## Extract provided:
##########
Tag Archives: Juno

In Praise of The Closer

Tonight brings us the return of The Closer on TNT.

The show has been a rousing success, nabbing the best ratings on cable TV and bringing adulation and awards to Kyra Sedgwick for her lead role as Brenda Leigh Johnson. And while I agree that her mannered Southern belle with a whip-crack mind is a fun character to watch, she’s also blessed to have a deep and solid ensemble cast that elevates the show from good to great.

Raymond Cruz, Michael Paul Chan, Jon Tenney, Corey Reynolds and Robert Gossett usually get a couple of strong minutes within each episode and the occasional featured sub-plot to flex their muscles. They’re all seasoned actors who quickly defined their characters during the first season, so it’s not necessary to waste time constantly redefining their motivation. Special kudos to Cruz for the episode about his brother’s death, and Gossett for his character’s arc from jealous adversary to admiring and supportive team player.
##########
Dataset records:
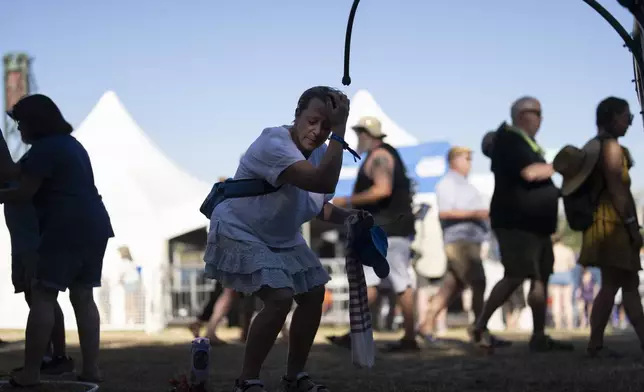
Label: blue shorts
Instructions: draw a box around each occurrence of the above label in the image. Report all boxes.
[35,240,107,291]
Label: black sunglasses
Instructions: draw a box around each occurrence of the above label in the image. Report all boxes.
[522,109,541,117]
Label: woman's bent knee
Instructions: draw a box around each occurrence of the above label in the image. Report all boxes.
[295,286,326,309]
[257,287,293,316]
[69,288,94,307]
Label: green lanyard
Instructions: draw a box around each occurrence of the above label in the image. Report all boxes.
[505,125,546,157]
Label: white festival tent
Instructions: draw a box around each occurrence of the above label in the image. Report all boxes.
[336,90,525,330]
[0,91,210,331]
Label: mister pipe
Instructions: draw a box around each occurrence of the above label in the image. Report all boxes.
[342,0,360,86]
[342,0,644,86]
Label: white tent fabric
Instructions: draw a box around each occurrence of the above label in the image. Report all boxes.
[0,91,210,330]
[344,90,419,148]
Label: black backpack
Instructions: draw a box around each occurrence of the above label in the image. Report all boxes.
[563,138,603,231]
[563,180,601,231]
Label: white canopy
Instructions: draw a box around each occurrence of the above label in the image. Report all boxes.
[344,90,419,148]
[74,91,210,239]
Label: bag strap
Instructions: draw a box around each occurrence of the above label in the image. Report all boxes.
[505,124,546,157]
[216,178,282,199]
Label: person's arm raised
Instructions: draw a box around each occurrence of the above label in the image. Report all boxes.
[278,94,349,193]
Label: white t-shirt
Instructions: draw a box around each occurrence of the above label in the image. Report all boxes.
[209,126,333,248]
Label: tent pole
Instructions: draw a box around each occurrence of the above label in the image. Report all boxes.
[302,222,311,248]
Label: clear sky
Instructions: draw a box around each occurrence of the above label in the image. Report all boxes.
[0,0,644,186]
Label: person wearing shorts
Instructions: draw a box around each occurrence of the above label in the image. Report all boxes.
[418,147,510,344]
[4,188,74,375]
[329,117,418,352]
[469,96,573,351]
[0,94,114,387]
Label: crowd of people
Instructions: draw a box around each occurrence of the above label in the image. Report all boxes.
[0,86,644,392]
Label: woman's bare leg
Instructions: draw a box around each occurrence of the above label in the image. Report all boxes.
[69,287,101,381]
[13,286,58,386]
[622,272,644,349]
[588,268,621,352]
[548,284,563,330]
[561,284,575,330]
[286,286,324,379]
[239,287,292,381]
[206,288,236,343]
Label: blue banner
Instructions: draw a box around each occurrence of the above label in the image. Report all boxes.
[335,142,451,196]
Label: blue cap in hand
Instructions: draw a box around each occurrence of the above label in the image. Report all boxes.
[353,226,389,279]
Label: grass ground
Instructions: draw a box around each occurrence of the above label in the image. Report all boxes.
[0,329,644,392]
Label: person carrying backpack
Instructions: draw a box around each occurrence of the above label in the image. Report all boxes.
[553,97,644,357]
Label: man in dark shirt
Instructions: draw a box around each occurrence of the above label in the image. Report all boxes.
[469,97,572,351]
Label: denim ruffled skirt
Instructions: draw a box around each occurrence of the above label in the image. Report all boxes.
[204,220,331,295]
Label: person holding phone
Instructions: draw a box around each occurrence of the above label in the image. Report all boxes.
[204,86,355,392]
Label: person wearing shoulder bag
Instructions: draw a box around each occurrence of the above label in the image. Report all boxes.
[202,86,368,392]
[553,97,644,357]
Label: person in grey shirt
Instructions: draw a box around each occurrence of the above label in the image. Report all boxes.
[4,177,74,375]
[419,147,508,343]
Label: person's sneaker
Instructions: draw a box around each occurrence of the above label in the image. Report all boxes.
[326,334,351,350]
[233,380,266,392]
[40,356,74,376]
[528,335,575,353]
[467,326,494,354]
[416,331,446,348]
[382,339,420,353]
[488,332,512,348]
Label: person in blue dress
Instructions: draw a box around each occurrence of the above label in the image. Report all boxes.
[0,94,114,386]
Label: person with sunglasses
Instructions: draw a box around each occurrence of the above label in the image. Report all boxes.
[469,96,572,352]
[204,86,357,392]
[0,94,114,387]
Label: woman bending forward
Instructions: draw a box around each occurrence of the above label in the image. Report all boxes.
[204,87,354,392]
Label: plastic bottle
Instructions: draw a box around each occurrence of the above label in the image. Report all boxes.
[189,338,210,390]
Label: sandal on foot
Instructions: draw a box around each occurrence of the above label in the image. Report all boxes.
[586,346,624,359]
[326,334,351,350]
[233,380,266,392]
[76,374,103,384]
[188,321,201,338]
[528,335,575,352]
[282,372,330,392]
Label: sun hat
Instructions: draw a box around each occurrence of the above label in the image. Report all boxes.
[552,138,601,196]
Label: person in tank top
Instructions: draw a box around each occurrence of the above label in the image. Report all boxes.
[328,117,418,352]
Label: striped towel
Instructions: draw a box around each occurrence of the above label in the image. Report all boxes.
[345,211,375,368]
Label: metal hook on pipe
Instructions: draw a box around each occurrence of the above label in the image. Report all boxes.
[342,0,360,86]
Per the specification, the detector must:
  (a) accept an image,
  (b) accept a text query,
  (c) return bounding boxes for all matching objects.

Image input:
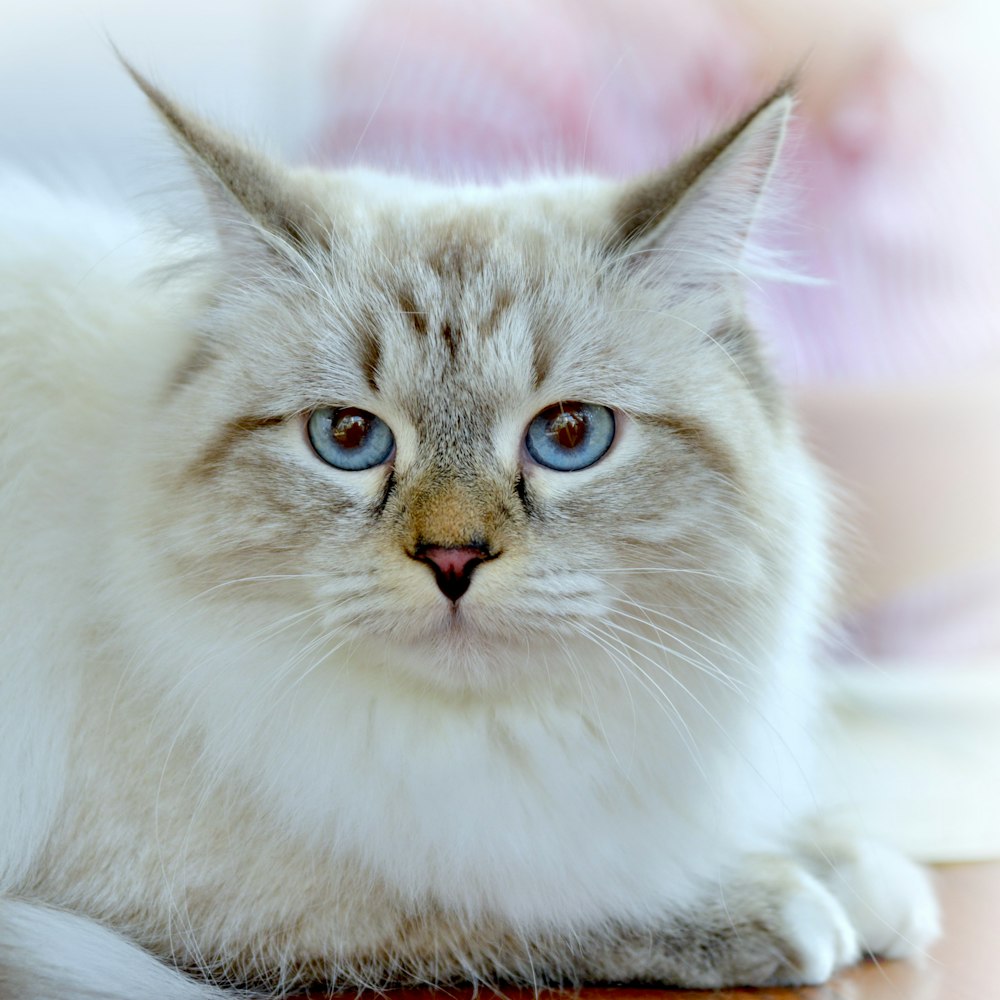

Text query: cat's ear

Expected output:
[119,53,328,256]
[608,83,793,287]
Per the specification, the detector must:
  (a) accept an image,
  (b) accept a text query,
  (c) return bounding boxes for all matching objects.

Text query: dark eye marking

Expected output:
[188,416,285,479]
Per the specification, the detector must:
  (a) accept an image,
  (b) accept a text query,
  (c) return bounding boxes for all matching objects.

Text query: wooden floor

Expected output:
[300,862,1000,1000]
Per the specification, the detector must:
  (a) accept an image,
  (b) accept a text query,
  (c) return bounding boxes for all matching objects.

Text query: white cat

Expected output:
[0,70,937,1000]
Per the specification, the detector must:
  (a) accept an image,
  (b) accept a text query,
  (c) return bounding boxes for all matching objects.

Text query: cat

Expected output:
[0,64,938,1000]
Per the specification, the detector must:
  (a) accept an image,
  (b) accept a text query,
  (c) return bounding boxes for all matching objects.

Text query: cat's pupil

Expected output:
[330,410,371,448]
[549,410,587,450]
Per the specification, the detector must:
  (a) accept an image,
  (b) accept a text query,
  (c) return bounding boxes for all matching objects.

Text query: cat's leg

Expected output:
[0,899,232,1000]
[544,856,861,989]
[802,834,941,958]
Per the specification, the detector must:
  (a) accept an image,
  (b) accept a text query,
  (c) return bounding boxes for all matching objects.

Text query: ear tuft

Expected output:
[608,79,794,278]
[116,50,329,252]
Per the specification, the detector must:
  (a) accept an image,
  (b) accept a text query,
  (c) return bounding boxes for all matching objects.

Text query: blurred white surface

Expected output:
[0,0,359,185]
[827,662,1000,862]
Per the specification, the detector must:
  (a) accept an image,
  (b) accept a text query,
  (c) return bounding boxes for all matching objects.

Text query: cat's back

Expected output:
[0,180,201,891]
[0,167,199,508]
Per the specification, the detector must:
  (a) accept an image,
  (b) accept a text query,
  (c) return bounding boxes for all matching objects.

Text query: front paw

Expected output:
[760,869,861,986]
[564,856,861,989]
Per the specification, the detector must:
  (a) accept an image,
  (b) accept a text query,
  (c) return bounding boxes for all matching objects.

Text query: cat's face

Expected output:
[123,74,820,686]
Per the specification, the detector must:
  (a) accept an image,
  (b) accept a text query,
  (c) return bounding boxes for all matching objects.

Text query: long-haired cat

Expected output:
[0,66,936,1000]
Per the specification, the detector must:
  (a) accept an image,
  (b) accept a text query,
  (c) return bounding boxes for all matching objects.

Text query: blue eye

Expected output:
[524,402,615,472]
[307,406,395,472]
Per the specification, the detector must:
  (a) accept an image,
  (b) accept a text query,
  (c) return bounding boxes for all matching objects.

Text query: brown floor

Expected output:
[302,862,1000,1000]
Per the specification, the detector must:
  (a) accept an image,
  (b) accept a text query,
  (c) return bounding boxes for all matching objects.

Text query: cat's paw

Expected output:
[817,841,941,958]
[738,866,861,986]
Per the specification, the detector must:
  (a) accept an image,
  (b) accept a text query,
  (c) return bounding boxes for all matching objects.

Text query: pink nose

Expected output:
[414,545,490,601]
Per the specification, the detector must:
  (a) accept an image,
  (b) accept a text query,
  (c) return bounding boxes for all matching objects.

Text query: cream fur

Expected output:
[0,82,934,1000]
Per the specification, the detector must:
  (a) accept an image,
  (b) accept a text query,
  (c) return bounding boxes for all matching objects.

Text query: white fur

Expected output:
[0,86,928,1000]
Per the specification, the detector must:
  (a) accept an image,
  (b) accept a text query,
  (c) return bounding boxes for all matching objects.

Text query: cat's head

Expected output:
[121,70,824,687]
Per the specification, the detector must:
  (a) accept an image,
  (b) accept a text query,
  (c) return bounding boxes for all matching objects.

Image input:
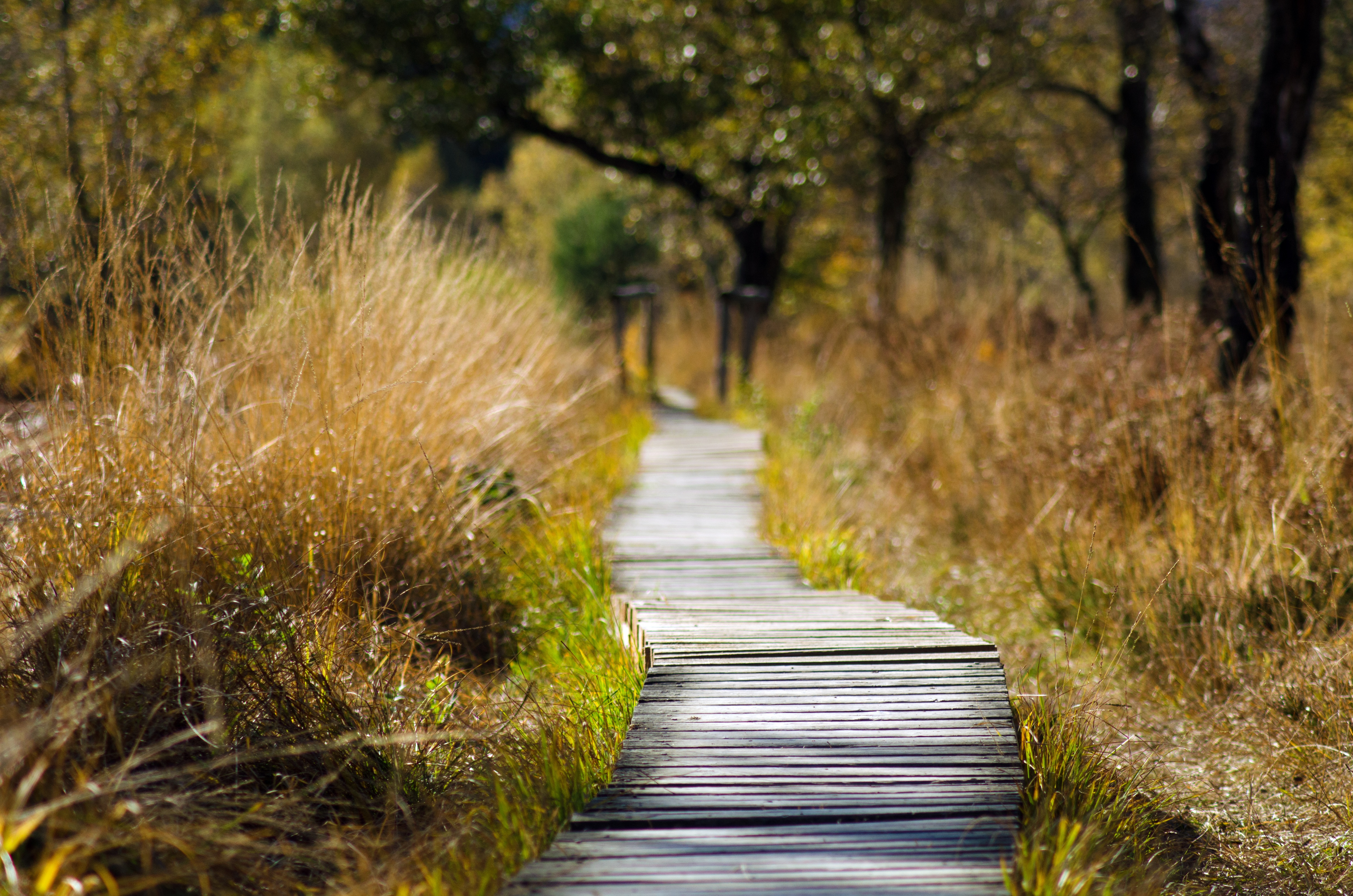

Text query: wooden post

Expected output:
[610,292,629,393]
[644,295,658,397]
[737,285,770,383]
[610,283,658,391]
[714,292,733,402]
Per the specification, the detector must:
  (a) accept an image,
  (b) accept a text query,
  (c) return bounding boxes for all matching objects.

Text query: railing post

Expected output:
[610,291,629,393]
[714,292,733,402]
[737,285,770,383]
[644,295,658,397]
[610,283,658,394]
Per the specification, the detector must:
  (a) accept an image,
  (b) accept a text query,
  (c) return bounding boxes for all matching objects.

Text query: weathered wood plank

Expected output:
[506,413,1023,896]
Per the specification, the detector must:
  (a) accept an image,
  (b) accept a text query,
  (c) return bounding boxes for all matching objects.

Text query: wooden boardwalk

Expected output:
[506,410,1020,896]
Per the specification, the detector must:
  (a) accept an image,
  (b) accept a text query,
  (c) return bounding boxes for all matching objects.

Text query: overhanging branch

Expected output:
[502,112,712,202]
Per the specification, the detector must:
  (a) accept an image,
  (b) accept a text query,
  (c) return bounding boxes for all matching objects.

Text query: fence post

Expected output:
[610,291,629,394]
[714,292,733,403]
[737,285,770,383]
[644,294,658,398]
[610,283,658,393]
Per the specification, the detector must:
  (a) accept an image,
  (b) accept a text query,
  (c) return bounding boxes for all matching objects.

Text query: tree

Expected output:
[1035,0,1165,313]
[307,0,825,375]
[992,100,1115,320]
[1172,0,1238,322]
[1220,0,1326,378]
[0,0,260,234]
[771,0,1028,320]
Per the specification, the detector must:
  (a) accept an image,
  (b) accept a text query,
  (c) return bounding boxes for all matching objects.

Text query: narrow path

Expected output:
[506,411,1020,896]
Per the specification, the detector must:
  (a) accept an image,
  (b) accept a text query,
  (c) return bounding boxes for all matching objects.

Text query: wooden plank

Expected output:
[506,413,1023,896]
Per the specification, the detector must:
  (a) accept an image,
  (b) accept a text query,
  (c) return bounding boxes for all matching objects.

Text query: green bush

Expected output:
[549,192,656,313]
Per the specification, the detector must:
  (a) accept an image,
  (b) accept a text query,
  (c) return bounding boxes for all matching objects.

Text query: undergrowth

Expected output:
[736,293,1353,893]
[0,189,645,896]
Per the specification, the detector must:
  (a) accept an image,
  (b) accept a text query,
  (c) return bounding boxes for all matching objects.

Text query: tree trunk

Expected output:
[1054,222,1099,321]
[1118,0,1161,313]
[1222,0,1326,378]
[1173,0,1237,323]
[875,121,916,320]
[720,215,793,392]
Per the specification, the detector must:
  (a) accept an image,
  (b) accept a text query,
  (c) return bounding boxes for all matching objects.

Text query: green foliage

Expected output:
[1005,698,1200,896]
[549,192,658,311]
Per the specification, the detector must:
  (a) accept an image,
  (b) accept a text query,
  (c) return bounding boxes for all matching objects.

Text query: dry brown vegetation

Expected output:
[649,290,1353,893]
[0,191,640,896]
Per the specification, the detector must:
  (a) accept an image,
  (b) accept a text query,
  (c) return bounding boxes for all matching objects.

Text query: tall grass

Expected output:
[725,290,1353,893]
[0,191,640,896]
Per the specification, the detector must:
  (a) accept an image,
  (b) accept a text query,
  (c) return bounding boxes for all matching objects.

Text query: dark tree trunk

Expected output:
[875,121,916,320]
[1118,0,1161,311]
[1173,0,1237,323]
[1222,0,1326,378]
[721,217,793,382]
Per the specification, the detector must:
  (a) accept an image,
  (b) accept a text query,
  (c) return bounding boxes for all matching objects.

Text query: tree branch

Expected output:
[1030,81,1123,127]
[502,111,713,203]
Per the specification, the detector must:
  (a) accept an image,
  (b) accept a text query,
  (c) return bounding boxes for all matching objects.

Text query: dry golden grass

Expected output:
[671,290,1353,893]
[0,191,641,896]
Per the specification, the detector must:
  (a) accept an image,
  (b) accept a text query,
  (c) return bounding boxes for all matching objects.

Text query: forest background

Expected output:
[8,0,1353,893]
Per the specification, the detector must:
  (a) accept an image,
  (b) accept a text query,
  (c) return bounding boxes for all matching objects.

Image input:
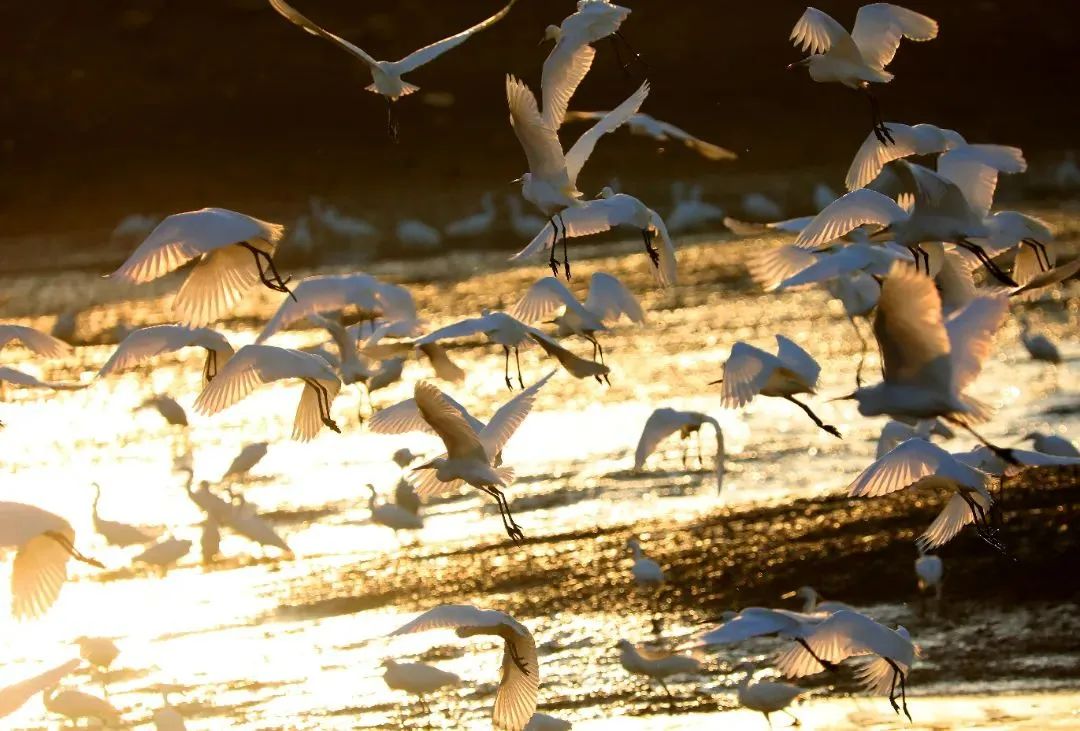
##########
## Required work:
Proceed with the piece praising The Closer, continuing from where it stops. The dataset records aren't needed for anything here.

## Final result:
Even the recurring roles and guest stars are very well-cast, avoiding the “sweeps week” false notes that many other shows employ (where the guest actor is a big name draw but hopelessly mismatched with the pulse of the show). Barry Corbin is perfect as Brenda’s father, as is the electric Mary McDonnell’s recurring role as Captain Raydor, the Internal Affairs officer who is Johnson’s nemesis and intellectual equal.

But I have to admit I have favorites – three guys I’d watch every day and twice on Sundays.

Anthony John Denison and G.W. Bailey as Lieutenants Flynn and Provenza are the show’s comic relief; a wonderfully funny tandem act but far from buffoons. Bailey hasn’t had a role this good since Rizzo on M*A*S*H, and he plays the cantankerous vet with a heart of gold to perfection. And I’ve been a Denison fan since I first saw his magnetic turn as criminal Ray Luca on Crime Story; he also wowed me as the pensive and flawed John Henry Raglin on Wiseguy, filling in for an ailing Ken Wahl in a story arc featuring Stanley Tucci, Ron Silver and Jerry Lewis. (Needless to say, you must grab both those shows on DVD!)

And when you have J.K. Simmons in your cast, you raise the whole project one notch. Looks like this season his prior relationship with Sedgwick’s character will come back into focus as he jockeys for political position. Which will only give us more opportunities to enjoy watching him juggle frustration, respect, authority and anger as the conflicted and righteous Chief Pope. In recent years he’s received kudos for his work in Juno and Spiderman, and his turn as the fired employee in Up In The Air was the best thing in that movie. Hard to believe he once gave me chills as the racist homophobe prisoner Vern Schillinger on Oz.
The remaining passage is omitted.